AUFGABE
Übertrage diesen Satz aus dem Text über Faschingsprinzessinnen ins Englische: »Von der Prinz-Gemahlin aber fordert ein strenger Moral-Kodex tadelloses Benehmen und makellose Vergangenheit.«

AUSGEWÄHLTER TEXT

Es ist ja auch nicht leicht, Prinzessin zu sein. Längst tanzen Prinzengarde-Mädchen auf frivolen Festen mit bis zum Schamhaar gespreizten Beinen und tief dekolletierter Brust - und im Englischen Garten promenieren die Girls im Sommer eh mit blankem Busen.

Von der Prinz-Gemahlin aber fordert ein strenger Moral-Kodex tadelloses Benehmen und makellose Vergangenheit. Stengel: »Wir können es uns nicht leisten, daß die Leute mit Fingern auf uns zeigen.«

Harald Rohleder, 25, der Prinz des »Fasching-Club München«, denkt ähnlich. Seine Narren-Gemahlin »soll ein Vorbild sein und die Leute motivieren«, die Bevölkerung wünsche das. Kollege Klaus Liebergall, 28, als Prinz der Gesellschaft »Hasenbergl« zuständig für die Lustbarkeiten im Münchner Norden, wurde schon von Kunden angesprochen: Ein »ausgschamts Weibsbild« sei die gefallene Prinzessin Marlene gewesen.

DATENAUSZÜGE

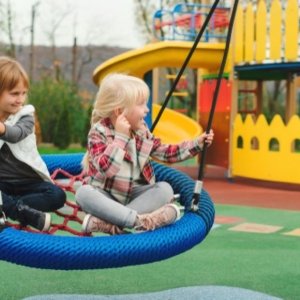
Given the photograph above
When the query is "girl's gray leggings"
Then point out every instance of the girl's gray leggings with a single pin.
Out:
(145, 199)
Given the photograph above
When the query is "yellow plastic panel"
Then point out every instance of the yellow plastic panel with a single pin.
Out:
(282, 165)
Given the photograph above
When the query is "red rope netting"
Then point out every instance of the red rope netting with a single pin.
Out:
(70, 213)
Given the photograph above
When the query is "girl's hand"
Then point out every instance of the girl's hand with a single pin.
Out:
(206, 138)
(122, 125)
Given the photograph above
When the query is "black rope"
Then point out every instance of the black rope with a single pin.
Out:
(184, 65)
(214, 102)
(2, 216)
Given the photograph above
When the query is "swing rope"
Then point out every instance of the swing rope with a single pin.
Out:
(199, 182)
(183, 67)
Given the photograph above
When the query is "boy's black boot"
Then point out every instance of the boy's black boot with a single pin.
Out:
(33, 217)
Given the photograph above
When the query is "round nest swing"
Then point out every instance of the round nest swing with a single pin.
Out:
(48, 251)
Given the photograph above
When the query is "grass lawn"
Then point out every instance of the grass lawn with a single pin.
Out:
(267, 263)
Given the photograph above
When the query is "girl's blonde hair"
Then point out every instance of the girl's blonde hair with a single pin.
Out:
(116, 91)
(11, 74)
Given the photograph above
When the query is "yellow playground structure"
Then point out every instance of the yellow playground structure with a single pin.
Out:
(253, 139)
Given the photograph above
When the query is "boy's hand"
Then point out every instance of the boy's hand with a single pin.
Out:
(206, 138)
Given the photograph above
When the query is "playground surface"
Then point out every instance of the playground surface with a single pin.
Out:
(252, 253)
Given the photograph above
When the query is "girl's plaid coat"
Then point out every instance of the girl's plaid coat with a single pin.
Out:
(112, 161)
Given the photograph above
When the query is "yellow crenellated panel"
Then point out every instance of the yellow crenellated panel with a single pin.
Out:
(261, 31)
(275, 30)
(239, 35)
(249, 33)
(291, 30)
(280, 165)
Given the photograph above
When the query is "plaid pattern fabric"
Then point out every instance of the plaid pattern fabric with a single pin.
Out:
(111, 163)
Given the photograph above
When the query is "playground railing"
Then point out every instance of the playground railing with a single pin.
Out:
(184, 21)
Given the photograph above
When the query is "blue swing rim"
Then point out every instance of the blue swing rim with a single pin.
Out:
(46, 251)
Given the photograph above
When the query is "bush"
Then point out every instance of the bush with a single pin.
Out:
(58, 106)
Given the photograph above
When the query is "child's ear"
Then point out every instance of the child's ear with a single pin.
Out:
(117, 111)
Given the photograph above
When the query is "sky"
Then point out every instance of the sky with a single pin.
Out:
(98, 22)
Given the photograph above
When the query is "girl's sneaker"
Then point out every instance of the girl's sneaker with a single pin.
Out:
(167, 214)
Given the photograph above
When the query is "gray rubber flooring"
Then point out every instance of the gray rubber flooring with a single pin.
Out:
(188, 293)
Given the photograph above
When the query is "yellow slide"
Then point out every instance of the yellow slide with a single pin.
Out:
(173, 127)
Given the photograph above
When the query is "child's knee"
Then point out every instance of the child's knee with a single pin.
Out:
(167, 191)
(82, 193)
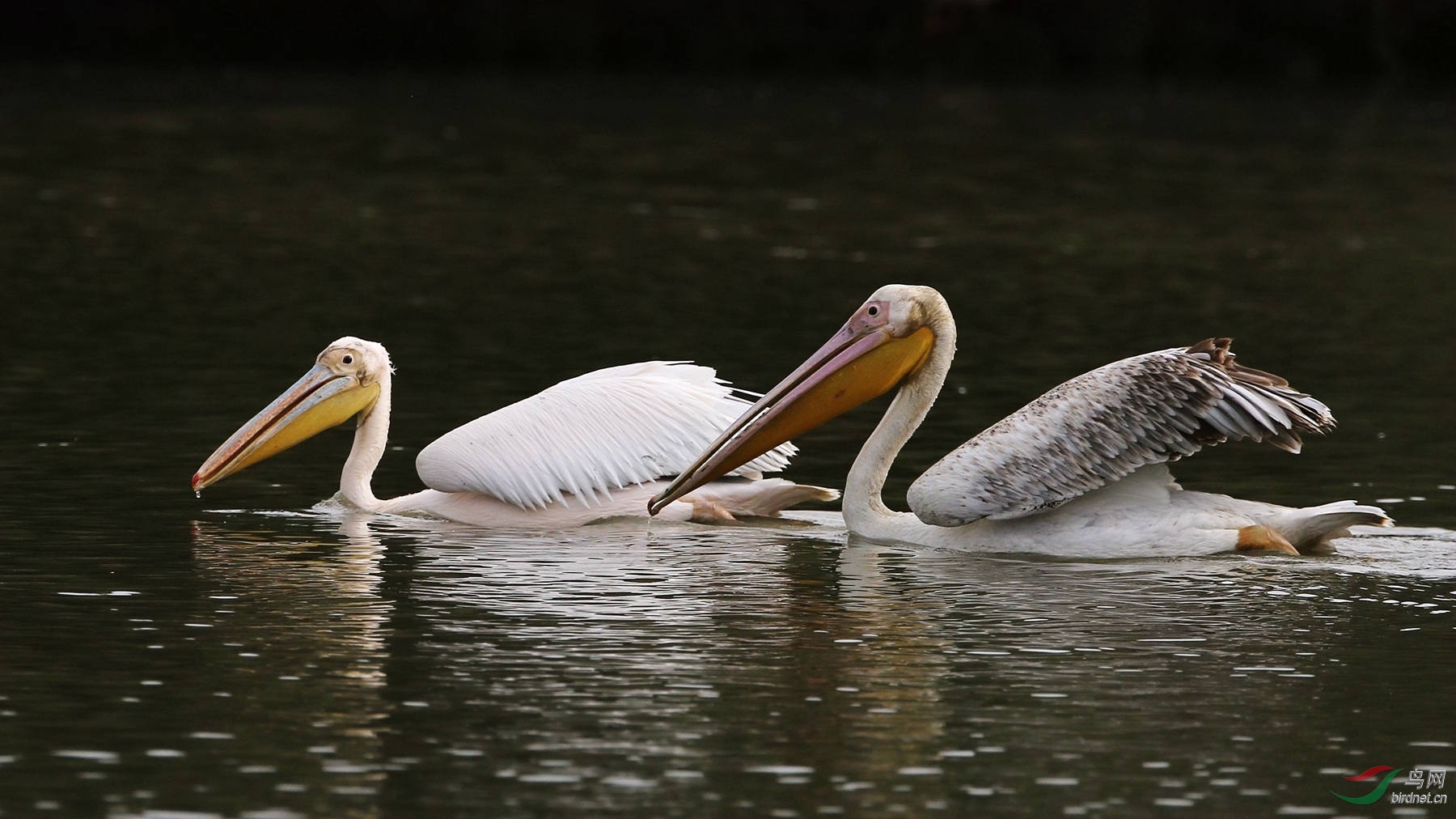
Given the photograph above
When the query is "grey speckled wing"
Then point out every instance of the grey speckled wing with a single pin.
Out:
(1104, 424)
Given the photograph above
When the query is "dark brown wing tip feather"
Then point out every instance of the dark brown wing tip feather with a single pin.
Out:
(1219, 351)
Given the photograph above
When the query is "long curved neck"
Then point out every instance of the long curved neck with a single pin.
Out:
(866, 511)
(369, 449)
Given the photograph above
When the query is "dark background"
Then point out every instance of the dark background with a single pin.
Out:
(1332, 43)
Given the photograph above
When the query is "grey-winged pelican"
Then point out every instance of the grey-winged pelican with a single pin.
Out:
(1079, 471)
(589, 448)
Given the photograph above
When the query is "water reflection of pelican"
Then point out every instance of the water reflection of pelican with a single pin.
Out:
(309, 626)
(1081, 471)
(590, 448)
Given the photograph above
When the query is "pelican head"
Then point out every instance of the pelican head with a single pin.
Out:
(888, 338)
(344, 382)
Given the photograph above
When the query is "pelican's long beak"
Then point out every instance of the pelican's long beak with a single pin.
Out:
(851, 369)
(318, 401)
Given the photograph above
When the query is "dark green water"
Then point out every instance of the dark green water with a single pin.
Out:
(176, 248)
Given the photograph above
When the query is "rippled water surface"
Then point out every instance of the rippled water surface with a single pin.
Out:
(178, 248)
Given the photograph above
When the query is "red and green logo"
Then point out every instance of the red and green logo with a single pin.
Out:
(1379, 790)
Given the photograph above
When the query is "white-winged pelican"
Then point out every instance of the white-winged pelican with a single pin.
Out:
(590, 448)
(1079, 471)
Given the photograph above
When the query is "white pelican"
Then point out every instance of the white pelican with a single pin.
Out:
(1077, 471)
(590, 448)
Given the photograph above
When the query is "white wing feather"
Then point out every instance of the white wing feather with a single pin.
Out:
(1101, 426)
(590, 435)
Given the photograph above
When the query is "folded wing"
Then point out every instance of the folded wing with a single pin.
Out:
(1104, 424)
(590, 435)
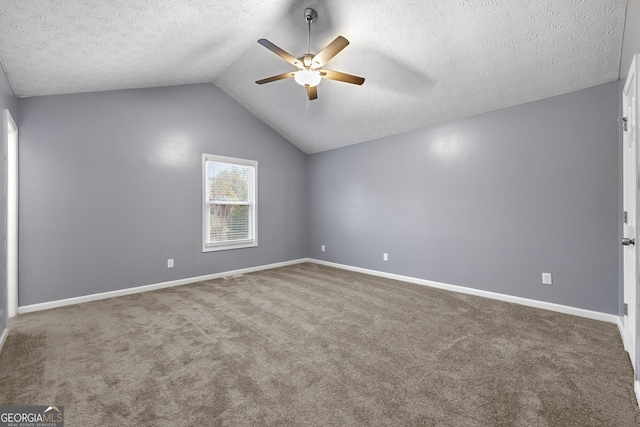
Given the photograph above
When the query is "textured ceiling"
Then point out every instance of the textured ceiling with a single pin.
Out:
(424, 61)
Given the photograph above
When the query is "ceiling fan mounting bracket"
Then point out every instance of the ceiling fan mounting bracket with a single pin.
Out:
(310, 15)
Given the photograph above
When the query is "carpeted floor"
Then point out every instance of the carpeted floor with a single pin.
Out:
(311, 345)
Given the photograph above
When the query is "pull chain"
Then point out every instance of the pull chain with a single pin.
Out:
(309, 34)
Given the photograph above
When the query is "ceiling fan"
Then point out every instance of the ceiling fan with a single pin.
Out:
(309, 66)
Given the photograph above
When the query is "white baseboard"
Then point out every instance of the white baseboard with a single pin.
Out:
(3, 338)
(611, 318)
(596, 315)
(129, 291)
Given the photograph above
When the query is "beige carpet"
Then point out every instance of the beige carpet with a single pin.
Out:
(312, 345)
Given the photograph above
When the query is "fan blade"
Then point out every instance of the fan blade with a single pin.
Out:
(312, 92)
(275, 78)
(330, 51)
(341, 77)
(281, 53)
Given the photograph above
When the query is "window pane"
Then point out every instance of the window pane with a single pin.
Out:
(228, 223)
(228, 182)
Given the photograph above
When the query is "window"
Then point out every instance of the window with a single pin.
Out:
(229, 203)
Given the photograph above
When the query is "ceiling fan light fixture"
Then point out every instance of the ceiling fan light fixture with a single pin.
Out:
(307, 78)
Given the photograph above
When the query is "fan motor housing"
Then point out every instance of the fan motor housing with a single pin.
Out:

LÖSUNG
From the prince's consort, however, a strict moral code demands impeccable behavior and a spotless past.